**Work to complete:**
Would you transcribe the records word for word, please?

**Supplied information:**
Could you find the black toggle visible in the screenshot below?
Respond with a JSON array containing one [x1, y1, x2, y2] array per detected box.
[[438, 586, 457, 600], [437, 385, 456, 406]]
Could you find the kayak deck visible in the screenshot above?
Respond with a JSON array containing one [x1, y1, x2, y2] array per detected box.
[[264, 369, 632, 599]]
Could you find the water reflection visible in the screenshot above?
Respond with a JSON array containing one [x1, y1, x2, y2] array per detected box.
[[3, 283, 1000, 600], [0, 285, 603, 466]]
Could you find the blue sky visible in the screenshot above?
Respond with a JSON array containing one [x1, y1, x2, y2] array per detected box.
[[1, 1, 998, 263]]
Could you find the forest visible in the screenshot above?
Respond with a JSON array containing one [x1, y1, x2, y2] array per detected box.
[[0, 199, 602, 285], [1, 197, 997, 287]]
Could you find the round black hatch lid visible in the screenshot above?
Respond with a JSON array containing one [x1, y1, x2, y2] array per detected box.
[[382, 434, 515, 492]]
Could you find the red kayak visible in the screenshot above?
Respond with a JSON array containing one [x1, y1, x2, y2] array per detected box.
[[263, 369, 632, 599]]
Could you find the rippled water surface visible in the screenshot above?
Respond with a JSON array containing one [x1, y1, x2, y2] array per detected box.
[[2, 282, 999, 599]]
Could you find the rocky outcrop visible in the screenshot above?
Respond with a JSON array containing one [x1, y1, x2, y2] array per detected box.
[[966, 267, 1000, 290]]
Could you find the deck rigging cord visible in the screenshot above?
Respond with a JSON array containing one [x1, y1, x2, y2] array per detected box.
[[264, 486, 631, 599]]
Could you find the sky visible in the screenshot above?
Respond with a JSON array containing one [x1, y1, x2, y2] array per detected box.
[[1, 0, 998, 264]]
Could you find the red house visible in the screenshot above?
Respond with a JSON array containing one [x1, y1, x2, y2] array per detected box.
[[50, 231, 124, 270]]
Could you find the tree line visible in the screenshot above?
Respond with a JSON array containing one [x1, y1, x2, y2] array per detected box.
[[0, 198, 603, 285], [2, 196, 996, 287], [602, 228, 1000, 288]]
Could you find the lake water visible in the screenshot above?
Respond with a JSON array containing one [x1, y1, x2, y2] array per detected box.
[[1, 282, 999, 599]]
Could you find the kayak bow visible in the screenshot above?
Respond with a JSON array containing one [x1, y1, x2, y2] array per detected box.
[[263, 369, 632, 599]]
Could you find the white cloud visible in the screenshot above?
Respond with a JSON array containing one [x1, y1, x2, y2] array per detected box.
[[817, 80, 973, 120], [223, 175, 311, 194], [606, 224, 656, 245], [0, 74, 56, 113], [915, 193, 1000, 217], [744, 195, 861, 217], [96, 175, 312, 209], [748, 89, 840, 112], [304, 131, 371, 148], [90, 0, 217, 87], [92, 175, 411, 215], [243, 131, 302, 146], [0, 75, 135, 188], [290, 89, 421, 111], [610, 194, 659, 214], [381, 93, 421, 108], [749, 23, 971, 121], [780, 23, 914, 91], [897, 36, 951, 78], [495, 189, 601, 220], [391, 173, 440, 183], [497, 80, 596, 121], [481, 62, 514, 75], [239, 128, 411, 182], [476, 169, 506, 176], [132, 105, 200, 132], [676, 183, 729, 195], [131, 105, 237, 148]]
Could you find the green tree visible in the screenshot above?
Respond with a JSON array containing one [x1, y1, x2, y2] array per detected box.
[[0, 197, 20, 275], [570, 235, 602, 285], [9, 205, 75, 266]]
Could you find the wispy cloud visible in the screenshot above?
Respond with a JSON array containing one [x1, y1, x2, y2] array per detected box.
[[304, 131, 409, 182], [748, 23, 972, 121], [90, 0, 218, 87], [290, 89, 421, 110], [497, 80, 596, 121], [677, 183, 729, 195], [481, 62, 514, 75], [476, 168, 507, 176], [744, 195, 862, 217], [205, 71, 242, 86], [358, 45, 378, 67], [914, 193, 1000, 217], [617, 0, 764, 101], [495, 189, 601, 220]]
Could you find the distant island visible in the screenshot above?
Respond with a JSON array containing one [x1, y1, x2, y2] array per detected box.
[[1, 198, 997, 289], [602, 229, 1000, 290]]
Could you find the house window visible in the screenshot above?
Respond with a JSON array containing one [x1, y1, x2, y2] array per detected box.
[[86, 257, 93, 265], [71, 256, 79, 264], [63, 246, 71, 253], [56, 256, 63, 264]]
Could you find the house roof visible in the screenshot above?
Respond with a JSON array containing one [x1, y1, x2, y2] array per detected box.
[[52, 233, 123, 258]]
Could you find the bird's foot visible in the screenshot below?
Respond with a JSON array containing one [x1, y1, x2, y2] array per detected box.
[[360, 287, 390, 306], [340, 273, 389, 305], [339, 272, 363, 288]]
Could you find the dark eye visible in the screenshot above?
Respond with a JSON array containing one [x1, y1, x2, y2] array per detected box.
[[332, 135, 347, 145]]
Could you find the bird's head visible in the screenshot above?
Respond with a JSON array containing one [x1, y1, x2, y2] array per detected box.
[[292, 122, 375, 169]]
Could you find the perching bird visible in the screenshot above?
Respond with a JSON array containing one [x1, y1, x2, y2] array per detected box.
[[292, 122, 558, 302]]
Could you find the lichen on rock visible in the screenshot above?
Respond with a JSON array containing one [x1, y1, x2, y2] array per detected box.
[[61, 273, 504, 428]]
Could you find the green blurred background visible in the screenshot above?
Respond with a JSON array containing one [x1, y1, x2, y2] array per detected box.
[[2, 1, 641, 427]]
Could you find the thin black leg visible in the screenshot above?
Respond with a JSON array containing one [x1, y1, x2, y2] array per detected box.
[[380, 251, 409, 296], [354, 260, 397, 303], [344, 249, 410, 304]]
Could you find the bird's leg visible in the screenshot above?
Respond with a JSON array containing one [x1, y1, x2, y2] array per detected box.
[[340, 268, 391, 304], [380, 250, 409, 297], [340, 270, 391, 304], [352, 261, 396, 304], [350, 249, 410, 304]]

**Output of the task:**
Could you find the black toggle visible in the screenshot below?
Respond with a JSON array containing one [x1, y1, x2, y2] array per detected box.
[[438, 586, 457, 600], [437, 385, 456, 406]]
Could you find the kayak deck visible in the screenshot above?
Respond with a JSON array containing one [x1, y1, x2, y2] array per detected box.
[[264, 369, 632, 599]]
Could you find the water reflection visible in the screenshot above?
Respond with a JSON array containing one [x1, y1, x2, y2] array per detected box.
[[3, 283, 1000, 600], [0, 285, 603, 466]]
Could you find the blue sky visible in the screenshot above?
Respond with a JSON array containing one [x1, y1, x2, y2] array per detected box.
[[1, 1, 998, 263]]
Could you find the forest visible in the screenshot above?
Respond with a JSON array containing one [x1, y1, x2, y2] array per detected box.
[[0, 199, 602, 285], [1, 197, 997, 287]]
Could you find the round black hatch lid visible in the screenshot above?
Respond with a JSON array containing one [x1, y1, x2, y2] array per detected box.
[[382, 434, 515, 492]]
Could you find the red kayak visible in the screenshot above?
Respond with a JSON array containing one [x1, y1, x2, y2] array per detected box.
[[263, 369, 632, 599]]
Could you find the rippled water surface visible in the screenshot above?
Respond with a JSON array containing one [x1, y1, x2, y2] array per detected box.
[[2, 282, 999, 599]]
Could you find the rocky outcrop visible in the screenshot above?
Respond with a JSON array containing one [x1, y1, x2, y2] array per detected box.
[[966, 267, 1000, 290]]
Could you find the deck rigging cord visible in the screenshot above?
Respond with a JSON array containing one [x1, y1, x2, y2] array per detected box.
[[264, 486, 631, 599]]
Could you find the sky visible in the screenshot above?
Respond with a JSON array containing one [x1, y1, x2, y2] array per detected box.
[[1, 0, 998, 264]]
Could you find the red house visible in the screenshot above?
Respond with a JSON array containing one [x1, y1, x2, y2] array per detected box.
[[50, 231, 124, 270]]
Could you find the tree line visible in the screenshot above?
Respond with a JSON array containing one [x1, y1, x2, y2] array per detected box.
[[0, 198, 603, 285], [2, 196, 996, 287], [602, 228, 1000, 288]]
Could you find the lake water visible in the screenshot above?
Respond with a JSON array containing one [x1, y1, x2, y2] array per detected box.
[[1, 282, 999, 599]]
Could you find the kayak bow visible in the screenshot above?
Respond with a JSON array containing one [x1, y1, x2, y2] array per detected box.
[[263, 369, 632, 599]]
Could you find the white cloud visible in the screenshot above?
Respond with a JSON array containing one [x1, y1, x2, y2] array per detected box.
[[817, 80, 973, 120], [223, 175, 311, 194], [606, 224, 656, 245], [0, 74, 56, 113], [915, 193, 1000, 217], [744, 195, 861, 217], [96, 175, 312, 209], [748, 89, 840, 112], [304, 131, 371, 148], [90, 0, 217, 87], [92, 175, 411, 215], [243, 131, 302, 146], [0, 75, 135, 188], [290, 89, 421, 111], [610, 194, 659, 214], [381, 93, 421, 108], [749, 23, 971, 121], [780, 23, 914, 91], [897, 36, 951, 78], [495, 189, 601, 220], [391, 173, 440, 183], [497, 80, 596, 121], [481, 62, 514, 75], [239, 128, 411, 182], [476, 169, 506, 176], [132, 105, 200, 132], [676, 183, 729, 195], [131, 105, 237, 148]]
Could you find the green tree visible in the screenshot above?
Respond with a JSON array containing one [x1, y1, x2, y2] array per detected box.
[[0, 197, 20, 275], [570, 235, 602, 285], [9, 205, 75, 266]]
Could you find the wispy cloud visible in the screenshot above?
Respond with a JSON array containing one [x1, y1, x2, y2] array per detected box.
[[304, 131, 409, 182], [748, 23, 972, 121], [90, 0, 218, 87], [290, 89, 421, 110], [497, 80, 596, 121], [677, 183, 729, 195], [481, 62, 514, 75], [476, 168, 507, 176], [744, 195, 862, 217], [205, 71, 242, 86], [358, 45, 378, 67], [914, 193, 1000, 217], [617, 0, 764, 101], [495, 189, 601, 220]]
Could you find the distant island visible in the screenshot above?
Respond with a JSON array containing one [x1, y1, x2, y2] array per detected box.
[[1, 198, 997, 289], [602, 229, 1000, 290]]
Could you find the house window visible in the screenshot above?
Respond with a JSON array containing one [x1, y1, x2, y2] array per detected box.
[[86, 257, 93, 265], [71, 256, 79, 264], [63, 246, 71, 253], [56, 256, 63, 264]]
Could you find the house roof visible in the screenshot above?
Respond with a JSON array containing one [x1, y1, x2, y2] array per detected box.
[[52, 233, 123, 258]]
Could you find the bird's foot visible in the screenshot below?
Respond with a JSON array containing one [x1, y1, x2, y2] array per detected box.
[[360, 287, 390, 306], [340, 273, 389, 305], [339, 272, 363, 288]]
Could you find the dark eye visible in the screenshot above?
Respond with a JSON array containing one [x1, y1, x2, y2] array per detected box.
[[332, 135, 347, 145]]
Could you find the bird's head visible in the screenshot above?
Respond with a JSON array containing one [x1, y1, x2, y2] array per detected box.
[[292, 122, 375, 169]]
Could you find the perching bird visible in the screenshot above?
Respond with a JSON array containing one [x1, y1, x2, y2] array per detected box.
[[292, 122, 558, 302]]
Could you find the lichen on rock visible in the screenshot above?
Respond with a JSON array containing one [x1, y1, x2, y2] array per detected box.
[[61, 273, 504, 428]]
Could you find the green blurred background visible in the screenshot above?
Respond with a JSON array containing one [x1, y1, x2, y2] array per detected box.
[[2, 1, 641, 427]]
Could you find the thin black leg visible in the screenshot above?
Respond with a JSON array containing one [x1, y1, x2, y2] array per detected box.
[[380, 251, 409, 296], [354, 260, 397, 303], [344, 249, 410, 304]]
Could you find the bird's leg visible in the screenshot above?
Respond with a JSON array containing one [x1, y1, x2, y2] array per detected box.
[[340, 268, 391, 304], [380, 250, 409, 297], [340, 270, 391, 304], [352, 261, 396, 304], [350, 249, 410, 304]]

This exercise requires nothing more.